### WHAT YOU WILL DO
Find each line in the data below that contains the word "grass", and copy those lines.

### Records in a dataset
--- begin ---

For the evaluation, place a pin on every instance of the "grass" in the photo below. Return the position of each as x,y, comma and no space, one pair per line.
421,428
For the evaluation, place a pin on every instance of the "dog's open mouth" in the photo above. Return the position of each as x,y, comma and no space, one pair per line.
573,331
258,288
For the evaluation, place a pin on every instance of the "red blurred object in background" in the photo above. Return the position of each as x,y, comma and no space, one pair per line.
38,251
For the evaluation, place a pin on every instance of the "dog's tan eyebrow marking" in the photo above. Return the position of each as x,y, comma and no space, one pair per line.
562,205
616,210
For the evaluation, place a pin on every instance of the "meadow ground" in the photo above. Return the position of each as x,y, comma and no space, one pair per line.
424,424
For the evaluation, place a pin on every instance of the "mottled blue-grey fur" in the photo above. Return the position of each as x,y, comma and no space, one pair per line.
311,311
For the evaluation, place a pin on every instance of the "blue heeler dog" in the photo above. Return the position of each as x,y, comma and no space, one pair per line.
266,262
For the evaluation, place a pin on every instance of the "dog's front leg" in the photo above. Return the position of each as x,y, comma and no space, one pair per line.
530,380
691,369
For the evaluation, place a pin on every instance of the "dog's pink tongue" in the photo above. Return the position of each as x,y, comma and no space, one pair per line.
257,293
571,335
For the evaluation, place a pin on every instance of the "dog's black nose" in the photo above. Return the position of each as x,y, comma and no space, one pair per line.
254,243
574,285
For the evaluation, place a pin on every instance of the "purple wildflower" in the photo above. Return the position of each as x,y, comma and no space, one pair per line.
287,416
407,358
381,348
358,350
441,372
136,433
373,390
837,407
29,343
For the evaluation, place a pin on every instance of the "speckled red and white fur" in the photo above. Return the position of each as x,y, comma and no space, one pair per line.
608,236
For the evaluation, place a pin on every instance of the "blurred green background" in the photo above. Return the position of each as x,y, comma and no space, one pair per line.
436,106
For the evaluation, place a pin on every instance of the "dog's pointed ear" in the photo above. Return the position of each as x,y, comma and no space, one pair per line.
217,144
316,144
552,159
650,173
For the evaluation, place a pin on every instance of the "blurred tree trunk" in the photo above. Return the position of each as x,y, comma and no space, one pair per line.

--- end ---
--- begin ---

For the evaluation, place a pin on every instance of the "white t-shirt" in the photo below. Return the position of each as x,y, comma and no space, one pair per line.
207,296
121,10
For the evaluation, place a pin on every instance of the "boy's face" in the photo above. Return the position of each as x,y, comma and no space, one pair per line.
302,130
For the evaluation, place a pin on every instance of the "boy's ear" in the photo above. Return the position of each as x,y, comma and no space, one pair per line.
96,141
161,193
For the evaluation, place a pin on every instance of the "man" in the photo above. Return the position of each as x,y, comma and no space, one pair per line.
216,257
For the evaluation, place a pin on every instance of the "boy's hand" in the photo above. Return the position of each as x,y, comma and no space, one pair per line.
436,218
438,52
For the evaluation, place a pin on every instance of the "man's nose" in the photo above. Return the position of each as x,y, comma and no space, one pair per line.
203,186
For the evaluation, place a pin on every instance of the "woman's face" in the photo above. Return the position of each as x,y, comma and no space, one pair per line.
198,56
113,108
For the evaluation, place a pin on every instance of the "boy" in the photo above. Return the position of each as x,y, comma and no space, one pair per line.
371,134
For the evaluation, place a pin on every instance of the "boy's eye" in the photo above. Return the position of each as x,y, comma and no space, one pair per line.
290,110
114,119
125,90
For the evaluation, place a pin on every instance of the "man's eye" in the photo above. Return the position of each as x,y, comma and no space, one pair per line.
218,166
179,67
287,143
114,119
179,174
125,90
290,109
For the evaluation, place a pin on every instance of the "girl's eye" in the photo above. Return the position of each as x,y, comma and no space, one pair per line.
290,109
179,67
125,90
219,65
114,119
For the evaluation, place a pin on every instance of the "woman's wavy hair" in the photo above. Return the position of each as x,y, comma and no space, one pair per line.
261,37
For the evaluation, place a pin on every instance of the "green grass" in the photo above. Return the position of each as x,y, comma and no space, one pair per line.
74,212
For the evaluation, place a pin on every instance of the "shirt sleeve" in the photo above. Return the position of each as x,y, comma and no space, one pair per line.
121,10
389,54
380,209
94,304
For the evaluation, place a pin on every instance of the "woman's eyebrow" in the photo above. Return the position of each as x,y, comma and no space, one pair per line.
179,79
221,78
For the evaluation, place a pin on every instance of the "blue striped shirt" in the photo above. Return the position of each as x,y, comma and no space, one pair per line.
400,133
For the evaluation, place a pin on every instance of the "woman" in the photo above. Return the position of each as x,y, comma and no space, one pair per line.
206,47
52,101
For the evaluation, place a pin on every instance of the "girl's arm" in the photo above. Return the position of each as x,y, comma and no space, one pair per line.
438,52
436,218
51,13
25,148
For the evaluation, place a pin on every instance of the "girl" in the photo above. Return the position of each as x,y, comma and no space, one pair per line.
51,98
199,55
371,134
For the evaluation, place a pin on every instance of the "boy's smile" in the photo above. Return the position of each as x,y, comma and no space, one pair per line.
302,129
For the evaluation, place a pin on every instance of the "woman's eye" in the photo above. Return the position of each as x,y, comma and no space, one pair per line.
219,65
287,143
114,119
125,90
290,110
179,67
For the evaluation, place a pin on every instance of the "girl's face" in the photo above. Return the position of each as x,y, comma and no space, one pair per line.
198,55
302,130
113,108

--- end ---

### THE ANSWER
For the evaluation, place a pin on every instance of the "grass" in the photo below. Return the position of each as x,y, comma and no space, one pair per line.
For the evaluation, place a pin on every instance of the "green grass" in the photo above. Return the position of each as x,y, comma and no space, one pair per line.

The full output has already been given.